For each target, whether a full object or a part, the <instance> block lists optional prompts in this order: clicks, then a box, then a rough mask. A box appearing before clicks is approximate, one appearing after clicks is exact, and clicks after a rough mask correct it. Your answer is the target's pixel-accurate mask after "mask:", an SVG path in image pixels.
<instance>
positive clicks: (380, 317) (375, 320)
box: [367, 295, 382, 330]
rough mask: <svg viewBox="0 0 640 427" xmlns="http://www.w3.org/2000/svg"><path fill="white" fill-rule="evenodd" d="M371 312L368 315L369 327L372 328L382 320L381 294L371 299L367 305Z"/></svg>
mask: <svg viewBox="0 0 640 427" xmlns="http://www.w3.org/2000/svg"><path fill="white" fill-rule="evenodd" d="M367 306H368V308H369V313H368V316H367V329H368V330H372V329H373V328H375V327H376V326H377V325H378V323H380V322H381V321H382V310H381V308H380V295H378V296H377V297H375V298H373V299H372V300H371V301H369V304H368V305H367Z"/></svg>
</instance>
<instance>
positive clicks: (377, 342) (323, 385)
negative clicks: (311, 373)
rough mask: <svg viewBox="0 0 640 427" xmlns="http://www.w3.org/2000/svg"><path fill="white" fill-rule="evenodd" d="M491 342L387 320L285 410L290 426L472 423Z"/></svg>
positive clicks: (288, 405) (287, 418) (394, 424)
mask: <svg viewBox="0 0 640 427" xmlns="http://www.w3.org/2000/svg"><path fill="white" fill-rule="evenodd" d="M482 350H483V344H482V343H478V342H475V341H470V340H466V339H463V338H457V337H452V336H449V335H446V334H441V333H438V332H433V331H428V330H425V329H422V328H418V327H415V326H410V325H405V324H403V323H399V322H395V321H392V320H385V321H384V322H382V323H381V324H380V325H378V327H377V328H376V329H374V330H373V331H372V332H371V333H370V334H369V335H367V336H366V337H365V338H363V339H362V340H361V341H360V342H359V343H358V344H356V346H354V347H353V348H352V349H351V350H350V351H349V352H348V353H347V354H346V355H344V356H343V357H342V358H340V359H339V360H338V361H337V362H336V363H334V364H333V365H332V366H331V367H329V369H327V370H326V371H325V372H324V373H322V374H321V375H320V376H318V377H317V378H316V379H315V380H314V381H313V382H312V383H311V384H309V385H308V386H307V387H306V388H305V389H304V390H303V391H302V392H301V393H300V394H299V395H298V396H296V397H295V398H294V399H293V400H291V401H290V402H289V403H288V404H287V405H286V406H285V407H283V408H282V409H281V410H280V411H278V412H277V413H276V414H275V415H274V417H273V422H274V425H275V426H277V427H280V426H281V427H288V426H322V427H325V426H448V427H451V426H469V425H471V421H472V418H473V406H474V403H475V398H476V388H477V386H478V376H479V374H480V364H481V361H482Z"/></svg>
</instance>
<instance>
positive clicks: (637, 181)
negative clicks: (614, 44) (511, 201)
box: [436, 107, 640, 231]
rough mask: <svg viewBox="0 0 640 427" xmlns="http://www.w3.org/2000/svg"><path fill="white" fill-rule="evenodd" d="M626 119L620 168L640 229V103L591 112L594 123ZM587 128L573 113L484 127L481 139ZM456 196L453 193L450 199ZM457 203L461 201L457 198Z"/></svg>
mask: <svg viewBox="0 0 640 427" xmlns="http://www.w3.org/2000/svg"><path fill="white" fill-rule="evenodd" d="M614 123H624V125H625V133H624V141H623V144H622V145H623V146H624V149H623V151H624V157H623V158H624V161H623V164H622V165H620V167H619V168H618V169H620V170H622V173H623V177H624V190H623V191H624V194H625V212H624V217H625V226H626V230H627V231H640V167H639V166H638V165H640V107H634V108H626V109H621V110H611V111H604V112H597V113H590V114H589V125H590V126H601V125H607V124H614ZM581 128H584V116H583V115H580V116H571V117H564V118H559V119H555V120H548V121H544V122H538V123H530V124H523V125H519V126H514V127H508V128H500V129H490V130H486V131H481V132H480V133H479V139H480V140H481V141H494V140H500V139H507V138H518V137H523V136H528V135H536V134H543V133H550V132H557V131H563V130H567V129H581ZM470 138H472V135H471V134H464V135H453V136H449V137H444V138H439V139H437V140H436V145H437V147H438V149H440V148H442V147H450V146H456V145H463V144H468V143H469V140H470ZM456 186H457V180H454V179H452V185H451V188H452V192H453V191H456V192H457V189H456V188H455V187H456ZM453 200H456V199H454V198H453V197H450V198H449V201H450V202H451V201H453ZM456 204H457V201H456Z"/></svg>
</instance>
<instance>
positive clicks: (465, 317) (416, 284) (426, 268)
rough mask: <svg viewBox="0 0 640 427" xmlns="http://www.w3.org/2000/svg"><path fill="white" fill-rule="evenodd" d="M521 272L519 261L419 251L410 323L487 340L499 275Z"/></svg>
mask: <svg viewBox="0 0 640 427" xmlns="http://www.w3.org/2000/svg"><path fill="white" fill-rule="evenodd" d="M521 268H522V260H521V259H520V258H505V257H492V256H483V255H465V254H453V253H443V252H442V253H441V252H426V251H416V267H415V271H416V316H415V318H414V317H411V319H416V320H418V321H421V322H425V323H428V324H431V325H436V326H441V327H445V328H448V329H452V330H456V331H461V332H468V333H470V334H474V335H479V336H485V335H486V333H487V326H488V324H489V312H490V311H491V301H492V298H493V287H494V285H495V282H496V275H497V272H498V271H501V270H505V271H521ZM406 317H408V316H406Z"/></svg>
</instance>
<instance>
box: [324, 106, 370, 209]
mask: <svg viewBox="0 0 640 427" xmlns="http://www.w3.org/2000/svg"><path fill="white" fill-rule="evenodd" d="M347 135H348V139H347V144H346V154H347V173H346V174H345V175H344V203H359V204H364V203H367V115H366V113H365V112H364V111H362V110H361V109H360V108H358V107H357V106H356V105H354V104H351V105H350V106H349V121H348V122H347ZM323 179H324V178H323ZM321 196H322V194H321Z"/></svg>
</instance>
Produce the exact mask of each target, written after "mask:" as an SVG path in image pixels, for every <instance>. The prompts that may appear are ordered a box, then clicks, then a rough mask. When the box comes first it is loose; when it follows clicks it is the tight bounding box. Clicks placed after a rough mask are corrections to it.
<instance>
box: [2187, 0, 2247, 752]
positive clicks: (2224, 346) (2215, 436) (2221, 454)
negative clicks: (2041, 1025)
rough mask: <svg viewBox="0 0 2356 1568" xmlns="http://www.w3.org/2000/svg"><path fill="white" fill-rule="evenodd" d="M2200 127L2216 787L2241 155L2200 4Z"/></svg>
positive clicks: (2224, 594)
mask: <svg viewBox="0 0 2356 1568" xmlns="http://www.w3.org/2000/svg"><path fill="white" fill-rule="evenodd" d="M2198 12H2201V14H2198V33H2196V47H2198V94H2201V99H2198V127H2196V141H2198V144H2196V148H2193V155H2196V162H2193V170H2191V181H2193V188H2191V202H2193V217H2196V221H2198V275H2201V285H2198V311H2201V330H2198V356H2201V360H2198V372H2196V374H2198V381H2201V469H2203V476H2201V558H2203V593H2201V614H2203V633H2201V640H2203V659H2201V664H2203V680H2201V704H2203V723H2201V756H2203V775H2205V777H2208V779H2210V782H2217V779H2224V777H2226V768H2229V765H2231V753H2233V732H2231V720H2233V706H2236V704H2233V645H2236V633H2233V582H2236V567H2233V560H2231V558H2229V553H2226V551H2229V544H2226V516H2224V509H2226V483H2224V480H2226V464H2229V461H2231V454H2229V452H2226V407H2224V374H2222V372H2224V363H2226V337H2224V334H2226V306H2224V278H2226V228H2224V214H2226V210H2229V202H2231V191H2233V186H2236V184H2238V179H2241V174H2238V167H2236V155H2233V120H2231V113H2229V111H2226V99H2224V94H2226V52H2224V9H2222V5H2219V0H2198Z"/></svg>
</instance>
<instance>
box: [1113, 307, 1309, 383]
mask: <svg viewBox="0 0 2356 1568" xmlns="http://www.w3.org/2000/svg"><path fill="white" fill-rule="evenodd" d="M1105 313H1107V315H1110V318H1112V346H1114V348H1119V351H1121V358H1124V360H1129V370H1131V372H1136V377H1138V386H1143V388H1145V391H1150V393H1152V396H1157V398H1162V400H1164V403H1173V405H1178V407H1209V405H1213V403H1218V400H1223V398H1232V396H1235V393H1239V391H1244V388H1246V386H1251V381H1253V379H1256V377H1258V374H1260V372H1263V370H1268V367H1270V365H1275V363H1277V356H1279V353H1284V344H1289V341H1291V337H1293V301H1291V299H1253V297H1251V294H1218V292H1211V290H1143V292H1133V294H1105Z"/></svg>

^^^^

What you should do:
The response should hold exactly the lines starting at the line with "box: [367, 295, 382, 330]" and ending at the line with "negative clicks: (311, 373)", and no other line of the material above.

Response:
box: [367, 295, 382, 330]
rough mask: <svg viewBox="0 0 640 427" xmlns="http://www.w3.org/2000/svg"><path fill="white" fill-rule="evenodd" d="M371 312L368 315L369 327L372 328L382 320L381 294L371 299L367 305Z"/></svg>
mask: <svg viewBox="0 0 640 427" xmlns="http://www.w3.org/2000/svg"><path fill="white" fill-rule="evenodd" d="M367 306H368V308H369V313H368V316H367V329H368V330H372V329H373V328H375V327H376V326H377V325H378V323H380V322H381V321H382V310H381V308H380V295H378V296H377V297H375V298H373V299H372V300H371V301H369V304H368V305H367Z"/></svg>
</instance>
<instance>
positive clicks: (377, 342) (323, 385)
negative clicks: (311, 373)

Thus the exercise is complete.